(Data records)
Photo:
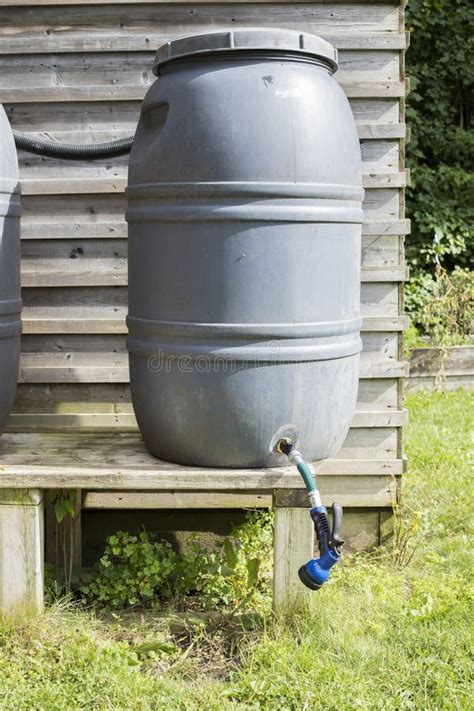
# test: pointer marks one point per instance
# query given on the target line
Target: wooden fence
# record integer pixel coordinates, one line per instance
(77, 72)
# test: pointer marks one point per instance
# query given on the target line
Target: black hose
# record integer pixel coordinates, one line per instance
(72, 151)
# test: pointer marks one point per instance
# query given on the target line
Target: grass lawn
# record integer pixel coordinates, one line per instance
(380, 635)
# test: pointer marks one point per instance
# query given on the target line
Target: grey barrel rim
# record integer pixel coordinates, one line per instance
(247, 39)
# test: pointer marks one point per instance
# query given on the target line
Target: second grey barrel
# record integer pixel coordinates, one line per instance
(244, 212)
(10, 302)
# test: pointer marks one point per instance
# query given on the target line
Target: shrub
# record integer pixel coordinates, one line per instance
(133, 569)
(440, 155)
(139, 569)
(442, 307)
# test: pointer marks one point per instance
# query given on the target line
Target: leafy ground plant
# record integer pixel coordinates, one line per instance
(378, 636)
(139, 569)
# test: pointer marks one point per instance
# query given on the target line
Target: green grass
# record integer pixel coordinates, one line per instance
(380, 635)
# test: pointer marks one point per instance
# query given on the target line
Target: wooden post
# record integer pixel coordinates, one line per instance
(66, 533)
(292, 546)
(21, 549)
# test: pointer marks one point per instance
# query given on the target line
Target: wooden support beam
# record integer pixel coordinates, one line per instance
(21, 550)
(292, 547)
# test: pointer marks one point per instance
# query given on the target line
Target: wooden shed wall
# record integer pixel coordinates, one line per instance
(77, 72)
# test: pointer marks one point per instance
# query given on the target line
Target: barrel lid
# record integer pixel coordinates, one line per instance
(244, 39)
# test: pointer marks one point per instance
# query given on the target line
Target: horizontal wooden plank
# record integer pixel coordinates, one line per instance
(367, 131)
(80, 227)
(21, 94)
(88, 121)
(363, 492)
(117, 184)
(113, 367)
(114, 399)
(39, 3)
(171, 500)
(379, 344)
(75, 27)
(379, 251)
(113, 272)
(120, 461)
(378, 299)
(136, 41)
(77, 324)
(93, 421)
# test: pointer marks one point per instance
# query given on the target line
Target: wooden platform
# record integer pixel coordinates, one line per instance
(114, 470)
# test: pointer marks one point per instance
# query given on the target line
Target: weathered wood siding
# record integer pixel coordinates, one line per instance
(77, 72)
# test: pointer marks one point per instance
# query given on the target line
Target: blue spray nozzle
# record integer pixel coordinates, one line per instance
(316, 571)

* * *

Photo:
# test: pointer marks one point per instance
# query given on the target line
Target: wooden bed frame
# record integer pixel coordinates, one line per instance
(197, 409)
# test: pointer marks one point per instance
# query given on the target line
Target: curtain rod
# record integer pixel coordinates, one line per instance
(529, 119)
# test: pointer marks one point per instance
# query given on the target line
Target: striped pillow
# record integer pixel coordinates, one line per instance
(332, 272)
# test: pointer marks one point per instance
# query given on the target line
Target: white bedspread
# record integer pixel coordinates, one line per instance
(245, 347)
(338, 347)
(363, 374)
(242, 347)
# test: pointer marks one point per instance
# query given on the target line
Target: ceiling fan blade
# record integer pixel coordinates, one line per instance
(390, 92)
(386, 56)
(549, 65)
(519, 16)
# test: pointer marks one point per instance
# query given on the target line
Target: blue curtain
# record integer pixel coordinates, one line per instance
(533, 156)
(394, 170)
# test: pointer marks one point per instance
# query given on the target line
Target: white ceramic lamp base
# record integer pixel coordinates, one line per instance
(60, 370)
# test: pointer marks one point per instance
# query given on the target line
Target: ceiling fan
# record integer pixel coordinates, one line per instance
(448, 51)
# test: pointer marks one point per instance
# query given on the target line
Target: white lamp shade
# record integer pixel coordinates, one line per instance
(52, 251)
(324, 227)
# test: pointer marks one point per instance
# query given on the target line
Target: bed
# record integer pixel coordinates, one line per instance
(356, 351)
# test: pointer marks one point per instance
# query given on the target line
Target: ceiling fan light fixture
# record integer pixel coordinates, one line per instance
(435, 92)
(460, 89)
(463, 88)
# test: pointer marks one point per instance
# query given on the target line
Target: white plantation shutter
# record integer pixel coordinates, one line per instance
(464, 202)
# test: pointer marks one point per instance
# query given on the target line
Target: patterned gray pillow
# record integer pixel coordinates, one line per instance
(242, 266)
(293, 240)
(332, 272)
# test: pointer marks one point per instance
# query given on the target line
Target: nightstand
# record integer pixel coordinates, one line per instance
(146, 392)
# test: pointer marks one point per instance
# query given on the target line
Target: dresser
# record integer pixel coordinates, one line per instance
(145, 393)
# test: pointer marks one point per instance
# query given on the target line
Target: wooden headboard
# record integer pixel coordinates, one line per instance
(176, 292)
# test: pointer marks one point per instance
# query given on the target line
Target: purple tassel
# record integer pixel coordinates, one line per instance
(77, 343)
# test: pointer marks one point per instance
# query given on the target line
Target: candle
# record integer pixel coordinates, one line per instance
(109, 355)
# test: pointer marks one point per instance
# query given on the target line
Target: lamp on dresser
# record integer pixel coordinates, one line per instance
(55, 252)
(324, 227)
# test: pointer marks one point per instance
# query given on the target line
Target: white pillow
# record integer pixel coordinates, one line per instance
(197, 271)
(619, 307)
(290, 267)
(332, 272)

TASK INSTRUCTIONS = Gather up every line in the data above that contains the word "curtain", copying each one.

EXERCISE RESPONSE =
Target: curtain rod
Target: blue curtain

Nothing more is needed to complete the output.